- GIVEN DATA
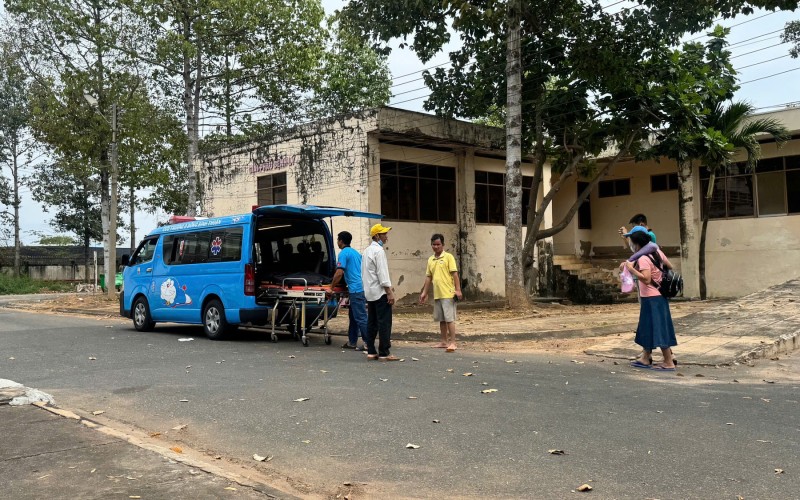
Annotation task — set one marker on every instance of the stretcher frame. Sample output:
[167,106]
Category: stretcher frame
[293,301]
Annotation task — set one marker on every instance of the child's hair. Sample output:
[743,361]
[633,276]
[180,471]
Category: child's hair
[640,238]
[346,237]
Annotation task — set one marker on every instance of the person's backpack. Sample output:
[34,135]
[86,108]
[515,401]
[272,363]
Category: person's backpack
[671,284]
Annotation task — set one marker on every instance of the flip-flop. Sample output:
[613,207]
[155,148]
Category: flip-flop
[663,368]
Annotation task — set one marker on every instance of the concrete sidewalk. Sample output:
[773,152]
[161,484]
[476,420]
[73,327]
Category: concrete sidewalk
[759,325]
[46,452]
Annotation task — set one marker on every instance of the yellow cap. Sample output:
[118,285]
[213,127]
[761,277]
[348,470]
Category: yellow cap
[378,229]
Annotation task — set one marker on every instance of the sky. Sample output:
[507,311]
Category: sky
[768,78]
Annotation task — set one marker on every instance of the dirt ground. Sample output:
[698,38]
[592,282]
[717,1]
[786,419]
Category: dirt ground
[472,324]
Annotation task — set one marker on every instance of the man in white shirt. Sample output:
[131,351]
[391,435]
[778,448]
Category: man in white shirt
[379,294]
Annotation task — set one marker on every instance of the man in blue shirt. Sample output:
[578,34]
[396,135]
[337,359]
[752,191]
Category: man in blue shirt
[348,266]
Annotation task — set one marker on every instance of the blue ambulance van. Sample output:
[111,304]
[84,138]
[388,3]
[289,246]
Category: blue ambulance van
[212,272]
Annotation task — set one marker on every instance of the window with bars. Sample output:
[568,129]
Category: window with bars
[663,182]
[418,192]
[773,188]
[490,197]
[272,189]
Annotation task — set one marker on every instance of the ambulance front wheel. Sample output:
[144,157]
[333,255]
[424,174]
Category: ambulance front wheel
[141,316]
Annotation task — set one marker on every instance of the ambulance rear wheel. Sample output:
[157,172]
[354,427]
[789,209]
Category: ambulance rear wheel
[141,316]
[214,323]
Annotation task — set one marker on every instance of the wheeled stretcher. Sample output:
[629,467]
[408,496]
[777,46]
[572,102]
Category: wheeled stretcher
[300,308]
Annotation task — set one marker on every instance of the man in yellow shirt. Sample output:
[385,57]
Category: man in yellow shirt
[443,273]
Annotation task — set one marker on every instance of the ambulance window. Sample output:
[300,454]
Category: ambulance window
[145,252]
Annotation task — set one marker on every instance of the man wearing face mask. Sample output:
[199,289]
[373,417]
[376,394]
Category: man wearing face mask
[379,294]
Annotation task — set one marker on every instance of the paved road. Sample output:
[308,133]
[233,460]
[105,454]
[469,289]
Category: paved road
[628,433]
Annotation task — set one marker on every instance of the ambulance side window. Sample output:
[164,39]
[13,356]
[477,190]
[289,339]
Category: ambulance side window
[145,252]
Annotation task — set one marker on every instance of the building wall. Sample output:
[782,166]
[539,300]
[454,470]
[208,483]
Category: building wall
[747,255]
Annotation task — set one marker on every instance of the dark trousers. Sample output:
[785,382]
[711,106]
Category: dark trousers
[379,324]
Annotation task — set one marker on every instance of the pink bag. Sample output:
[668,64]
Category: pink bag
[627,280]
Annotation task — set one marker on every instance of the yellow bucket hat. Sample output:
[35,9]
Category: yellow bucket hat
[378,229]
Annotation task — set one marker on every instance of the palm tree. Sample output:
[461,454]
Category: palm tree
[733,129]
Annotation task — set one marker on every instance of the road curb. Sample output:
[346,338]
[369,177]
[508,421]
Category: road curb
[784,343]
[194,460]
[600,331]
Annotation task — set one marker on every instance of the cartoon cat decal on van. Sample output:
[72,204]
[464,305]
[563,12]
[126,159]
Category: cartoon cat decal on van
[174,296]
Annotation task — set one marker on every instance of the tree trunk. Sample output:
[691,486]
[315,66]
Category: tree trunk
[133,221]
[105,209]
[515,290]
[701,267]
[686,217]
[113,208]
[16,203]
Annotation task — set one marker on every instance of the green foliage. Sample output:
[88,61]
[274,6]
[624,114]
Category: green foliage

- TASK
Repeat the data exactly, excluding the pictures.

- REPLY
Annotation task — set one marker on every instance of the stretcher frame. Sample output:
[167,106]
Category: stretcher frame
[293,301]
Annotation task — set one marker on every instance of the child's hair. Sample output:
[743,361]
[633,276]
[180,471]
Category: child's hair
[640,238]
[346,237]
Annotation task — set one marker on every instance of the person's backpack. Sample output:
[34,135]
[86,108]
[515,401]
[272,363]
Category: person's backpack
[671,284]
Annotation task — set one marker on every instance of the flip-flop. Sample output:
[613,207]
[155,148]
Category: flip-flop
[663,368]
Annotation task — set one marker on every instance of the concrete sidewalk. Sample output:
[773,152]
[161,484]
[476,420]
[73,327]
Category: concrete sidewalk
[759,325]
[46,452]
Annotation task — set one marker on every instance of the yellow cap. Sample output:
[118,285]
[213,127]
[761,277]
[348,470]
Category: yellow cap
[378,229]
Annotation task — set one marker on every instance of the sky. Sample output:
[507,311]
Category: sky
[768,78]
Annotation task — set one marker on every instance of the dirt ground. Sample output:
[698,38]
[592,282]
[717,1]
[786,419]
Category: dirt ground
[472,324]
Annotation task — set one marker on every instance of the man in white shirt. Sample output:
[131,351]
[391,435]
[778,448]
Category: man in white shirt
[379,294]
Annotation task — set one marker on every instance of the man in blue shirt. Sample output:
[578,34]
[396,135]
[337,359]
[752,191]
Category: man in blue shirt
[348,266]
Annotation task — set one marker on every instance of the blue ambulance van. Sample output:
[111,304]
[84,138]
[388,3]
[289,246]
Category: blue ambulance van
[212,272]
Annotation task — set one marker on every instance of the window with bars. Sample output:
[568,129]
Category: window with bars
[663,182]
[418,192]
[773,188]
[490,197]
[272,189]
Annotation task — set one marker on every instance of the ambulance front wheel. Sample output:
[144,157]
[333,255]
[424,174]
Category: ambulance front wheel
[141,316]
Annotation task — set one marker on every instance of the ambulance rear wheel. Sample output:
[157,172]
[354,427]
[789,209]
Category: ambulance rear wheel
[141,316]
[214,323]
Annotation task — set one marker on every instance of the wheeled stretcher. Sample output:
[629,467]
[408,496]
[777,46]
[572,102]
Category: wheeled stretcher
[300,308]
Annotation task — set one marker on every instance of the man in yellow shirt. Sample output:
[385,57]
Category: man in yellow shirt
[443,273]
Annotation task — set one marker on every instance of the ambulance window. Sample output:
[300,454]
Category: ambulance window
[145,252]
Annotation task — set one marker on every instance of the man wearing face mask. Sample output:
[199,289]
[373,417]
[376,394]
Category: man wearing face mask
[379,294]
Annotation task — set one marker on every instance of the paved road. Sample output:
[308,133]
[233,460]
[105,454]
[469,289]
Category: paved road
[628,433]
Annotation task — set one marker on every instance of the ambulance side window. Sample output:
[164,39]
[13,356]
[477,190]
[289,339]
Category: ambulance side window
[145,252]
Annotation task — set one marker on every instance of the building wall. Sample output:
[782,166]
[539,300]
[454,470]
[208,483]
Category: building wall
[747,255]
Annotation task — set one marker on every instance of the dark trousers. Sample output:
[785,382]
[711,106]
Category: dark trousers
[379,324]
Annotation task — set one marker on every instance of the pink bag. Sample output:
[668,64]
Category: pink bag
[627,280]
Annotation task — set one marker on every instance of the yellow bucket hat. Sample output:
[35,9]
Category: yellow bucket hat
[378,229]
Annotation task — set one marker on every instance of the palm tree. Sample output:
[461,454]
Category: palm tree
[733,129]
Annotation task — set one marker on every instance of the road curb. Sample output:
[346,338]
[369,177]
[508,421]
Category: road curb
[784,343]
[194,460]
[600,331]
Annotation task — set one marker on every instance of the cartoon cat decal on van. Sample output:
[72,204]
[464,305]
[563,12]
[126,159]
Category: cartoon cat decal on van
[174,296]
Annotation task — set one marker on every instance of the tree trunk. Sample output:
[691,486]
[315,66]
Category: tree trunk
[133,221]
[105,209]
[515,290]
[701,267]
[686,217]
[113,208]
[16,203]
Annotation task — set one marker on every instance of the green foliage. Sample output:
[88,61]
[274,6]
[624,114]
Category: green foliage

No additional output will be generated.